▶ [PROBLEM TO WORK ON]: Could you please retype all of the data below exactly?

═════ DATASET

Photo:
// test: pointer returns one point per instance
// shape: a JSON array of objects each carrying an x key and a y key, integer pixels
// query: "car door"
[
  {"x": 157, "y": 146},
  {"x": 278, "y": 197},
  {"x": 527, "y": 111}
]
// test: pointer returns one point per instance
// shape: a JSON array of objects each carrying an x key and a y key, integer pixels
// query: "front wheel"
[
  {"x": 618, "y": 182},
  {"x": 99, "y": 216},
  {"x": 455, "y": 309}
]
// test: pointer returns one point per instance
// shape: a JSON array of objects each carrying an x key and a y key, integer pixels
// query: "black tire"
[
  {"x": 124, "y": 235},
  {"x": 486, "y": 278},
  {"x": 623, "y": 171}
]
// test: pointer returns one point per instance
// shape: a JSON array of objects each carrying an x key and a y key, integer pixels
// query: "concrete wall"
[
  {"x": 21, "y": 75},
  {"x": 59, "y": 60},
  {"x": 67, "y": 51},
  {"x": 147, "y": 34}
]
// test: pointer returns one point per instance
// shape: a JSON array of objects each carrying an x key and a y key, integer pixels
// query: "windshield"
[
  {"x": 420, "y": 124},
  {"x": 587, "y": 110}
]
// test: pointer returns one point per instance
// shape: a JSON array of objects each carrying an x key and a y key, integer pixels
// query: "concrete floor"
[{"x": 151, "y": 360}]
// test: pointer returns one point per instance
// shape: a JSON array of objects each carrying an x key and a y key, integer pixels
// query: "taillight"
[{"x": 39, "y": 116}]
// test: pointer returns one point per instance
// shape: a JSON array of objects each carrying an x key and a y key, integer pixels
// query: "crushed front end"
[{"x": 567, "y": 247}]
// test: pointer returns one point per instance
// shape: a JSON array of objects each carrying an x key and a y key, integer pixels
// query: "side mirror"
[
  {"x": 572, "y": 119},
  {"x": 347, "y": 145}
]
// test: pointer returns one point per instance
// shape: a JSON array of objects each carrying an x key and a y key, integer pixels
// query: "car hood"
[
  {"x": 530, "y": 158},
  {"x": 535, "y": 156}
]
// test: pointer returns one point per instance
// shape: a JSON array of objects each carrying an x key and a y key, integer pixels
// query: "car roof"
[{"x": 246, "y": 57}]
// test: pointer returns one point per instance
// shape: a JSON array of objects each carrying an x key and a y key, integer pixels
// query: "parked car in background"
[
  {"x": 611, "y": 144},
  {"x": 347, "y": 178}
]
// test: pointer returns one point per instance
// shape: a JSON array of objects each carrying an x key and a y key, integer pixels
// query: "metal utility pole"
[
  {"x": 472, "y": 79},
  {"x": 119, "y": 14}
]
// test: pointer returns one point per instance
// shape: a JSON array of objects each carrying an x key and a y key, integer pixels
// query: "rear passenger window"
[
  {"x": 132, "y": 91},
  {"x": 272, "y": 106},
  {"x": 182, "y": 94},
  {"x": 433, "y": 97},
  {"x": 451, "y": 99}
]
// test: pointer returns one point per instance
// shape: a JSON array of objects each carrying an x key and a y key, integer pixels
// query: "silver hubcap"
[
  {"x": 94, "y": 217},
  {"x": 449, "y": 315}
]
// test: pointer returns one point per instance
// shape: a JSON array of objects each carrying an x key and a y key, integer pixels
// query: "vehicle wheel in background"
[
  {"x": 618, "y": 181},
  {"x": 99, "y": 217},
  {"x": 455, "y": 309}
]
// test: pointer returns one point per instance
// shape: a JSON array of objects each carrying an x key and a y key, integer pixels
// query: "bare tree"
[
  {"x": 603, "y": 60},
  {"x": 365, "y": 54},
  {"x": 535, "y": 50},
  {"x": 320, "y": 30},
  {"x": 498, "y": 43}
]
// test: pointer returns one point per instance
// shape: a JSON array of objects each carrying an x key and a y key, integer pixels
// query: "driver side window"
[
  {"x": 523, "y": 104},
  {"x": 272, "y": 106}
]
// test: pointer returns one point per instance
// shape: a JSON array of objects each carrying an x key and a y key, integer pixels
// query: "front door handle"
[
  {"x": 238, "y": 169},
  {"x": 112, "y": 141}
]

══════════

▶ [TASK RESULT]:
Photo:
// test: pointer returns one point per instance
// shape: a JSON array of objects each carrying an x key and a y key, integer pixels
// query: "car door"
[
  {"x": 157, "y": 146},
  {"x": 278, "y": 197},
  {"x": 527, "y": 111}
]
// test: pointer returns one point per instance
// shape: a JSON array of objects each carrying an x key and a y key, integer pixels
// query: "front wheel"
[
  {"x": 618, "y": 182},
  {"x": 99, "y": 216},
  {"x": 455, "y": 309}
]
// test: pointer returns one point per instance
// shape: a JSON array of objects each carrying an x key and a y key, integer pixels
// query: "black tire"
[
  {"x": 124, "y": 235},
  {"x": 486, "y": 278},
  {"x": 623, "y": 171}
]
// test: pointer returns one point per instance
// shape: a JSON array of objects each carrying an x key and a y key, integer pixels
// query: "concrete wall"
[
  {"x": 21, "y": 75},
  {"x": 59, "y": 60},
  {"x": 67, "y": 51},
  {"x": 147, "y": 34}
]
// test: pointer returns one point per instance
// shape: a JSON array of objects each carrying an x key and a y key, integer pixels
// query: "windshield"
[
  {"x": 420, "y": 124},
  {"x": 587, "y": 110}
]
// test: pointer returns one point per instance
// shape: a JSON array of objects each carrying an x key and a y key, integer pixels
// query: "concrete floor"
[{"x": 151, "y": 360}]
// test: pointer returns one point per instance
// shape: a JSON array of objects each carrying an x key and a y key, integer pixels
// query: "taillight"
[{"x": 39, "y": 116}]
// test: pointer returns one point per instance
// shape: a JSON array of objects each carrying an x key and a y key, integer pixels
// query: "crushed front end"
[{"x": 567, "y": 247}]
// test: pointer returns one point per instance
// shape: a JSON array of objects each carrying an x key and a y key, integer pixels
// query: "side mirror"
[
  {"x": 572, "y": 119},
  {"x": 347, "y": 145}
]
// test: pointer returns one point per instance
// shape: a JSON array of objects each carrying an x key and a y key, integer pixels
// query: "car hood"
[
  {"x": 530, "y": 158},
  {"x": 535, "y": 156}
]
// test: pointer returns one point per instance
// shape: a JSON array of objects each carrying an x key and a y key, integer pixels
// query: "car roof"
[{"x": 246, "y": 57}]
// test: pointer returns one point per instance
// shape: a JSON array of objects each carrying an x key and a y key, integer pixels
// query: "parked car in background"
[
  {"x": 611, "y": 144},
  {"x": 347, "y": 178}
]
// test: pointer returns one point per instance
// shape: a JSON array of objects each carrying an x key and a y key, integer pixels
// query: "metal utility pole"
[
  {"x": 472, "y": 79},
  {"x": 119, "y": 14}
]
// test: pointer returns one point per instance
// shape: a JSON array of objects each carrying an x key and a y key, integer pixels
// query: "rear passenger window"
[
  {"x": 132, "y": 91},
  {"x": 272, "y": 106},
  {"x": 182, "y": 94},
  {"x": 433, "y": 97},
  {"x": 451, "y": 99}
]
// test: pointer returns one point per instance
// shape: a JSON array of objects each carrying an x key and a y key, integer pixels
// query: "silver hubcap"
[
  {"x": 94, "y": 217},
  {"x": 449, "y": 315}
]
// test: pointer returns one point per instance
// shape: a JSON array of objects each carrying an x key and a y key, integer pixels
// query: "vehicle wheel in background"
[
  {"x": 618, "y": 181},
  {"x": 99, "y": 217},
  {"x": 455, "y": 309}
]
// test: pointer returns one point per instance
// shape: a JSON array of objects each carrying an x key and a y key, integer pixels
// query: "bare tree"
[
  {"x": 603, "y": 60},
  {"x": 365, "y": 54},
  {"x": 535, "y": 50},
  {"x": 320, "y": 30},
  {"x": 498, "y": 43}
]
// test: pointer returns one point per instance
// shape: a JSON array of objects each carrying an x key and a y key, integer pixels
// query: "driver side window"
[
  {"x": 523, "y": 104},
  {"x": 272, "y": 106}
]
// test: pointer returns one point per instance
// shape: a JSON array of objects each carrying an x key and a y key, integer pixels
// query: "front door handle"
[
  {"x": 238, "y": 169},
  {"x": 112, "y": 141}
]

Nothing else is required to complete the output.